Excerpts of location labeling data
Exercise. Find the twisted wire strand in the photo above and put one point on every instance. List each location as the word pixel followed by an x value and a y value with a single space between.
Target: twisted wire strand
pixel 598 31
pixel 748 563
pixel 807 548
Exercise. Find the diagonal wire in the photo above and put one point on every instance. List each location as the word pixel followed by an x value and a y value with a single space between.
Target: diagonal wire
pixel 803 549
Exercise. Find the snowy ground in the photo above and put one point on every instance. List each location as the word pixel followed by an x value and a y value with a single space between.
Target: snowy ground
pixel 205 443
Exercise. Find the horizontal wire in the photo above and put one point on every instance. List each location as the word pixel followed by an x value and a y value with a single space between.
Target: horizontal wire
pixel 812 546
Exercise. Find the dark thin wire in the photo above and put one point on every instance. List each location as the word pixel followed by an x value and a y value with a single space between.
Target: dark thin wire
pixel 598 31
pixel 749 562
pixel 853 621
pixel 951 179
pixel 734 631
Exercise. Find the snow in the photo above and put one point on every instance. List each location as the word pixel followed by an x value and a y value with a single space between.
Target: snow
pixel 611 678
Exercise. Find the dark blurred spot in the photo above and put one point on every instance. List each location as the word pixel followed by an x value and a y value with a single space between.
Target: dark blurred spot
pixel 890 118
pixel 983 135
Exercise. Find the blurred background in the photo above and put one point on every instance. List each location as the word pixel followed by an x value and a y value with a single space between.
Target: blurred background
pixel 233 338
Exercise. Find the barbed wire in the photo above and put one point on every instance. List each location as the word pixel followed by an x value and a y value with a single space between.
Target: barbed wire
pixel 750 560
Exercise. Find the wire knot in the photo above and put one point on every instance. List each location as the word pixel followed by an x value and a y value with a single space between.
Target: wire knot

PROBLEM.
Copy all of the material above, swapping "snowy ground" for "snow-covered ground" and leaving everything else unchanged.

EXPECTED ANSWER.
Exercise. Find the twisted wire strand in the photo above and put one point on every instance. List each location as the word pixel followed by an x value and a y value with a single space between.
Target: twisted wire strand
pixel 598 31
pixel 748 563
pixel 807 548
Exercise. Find the diagonal wire in the photo above and put one point on every instance. List each location as the word pixel followed by an x value and a y value with a single space between.
Target: diagonal wire
pixel 803 549
Exercise. Find the snow-covered ground in the photo above and put one point on every instance. List each location as the word pixel followed by an x value and a y value with a single space between.
Target: snow-covered ground
pixel 205 443
Exercise. Find the horizontal wire in the photo above and put one point on every instance. List each location as the word pixel followed by an x value and a y value with a single space between.
Target: horizontal wire
pixel 812 546
Exercise. Find the dark thin wire in the photo above and put one point on every instance. List each location as the word pixel followed by an x value and a y value with a single space between.
Target: dark thin wire
pixel 598 31
pixel 749 562
pixel 853 621
pixel 951 179
pixel 734 631
Exercise. Find the snow in the photo above and put one point on every instance. List each location as the word pixel followed by an x value and a y value with a single space between.
Target: snow
pixel 611 678
Exercise. Find the dark blurred spot in the photo above and put one point on every instance. List each location as the word pixel followed by an x value and a y value with a single space between.
Target: dark blurred spot
pixel 890 118
pixel 983 135
Exercise. Find the blurred background in the photo above and put one point on every instance. List each location as the word pixel followed by an x value and a y value with a single space between.
Target: blurred background
pixel 233 338
Exercise. Find the barbed wire in the photo above and put one point on every instance. List each location as the word pixel followed by an x value and a y value with a single space between.
Target: barbed wire
pixel 750 560
Exercise. Find the wire knot in the photo above and put one point on every instance. List each location as the word pixel followed by an x value and a y value with a single space between.
Target: wire knot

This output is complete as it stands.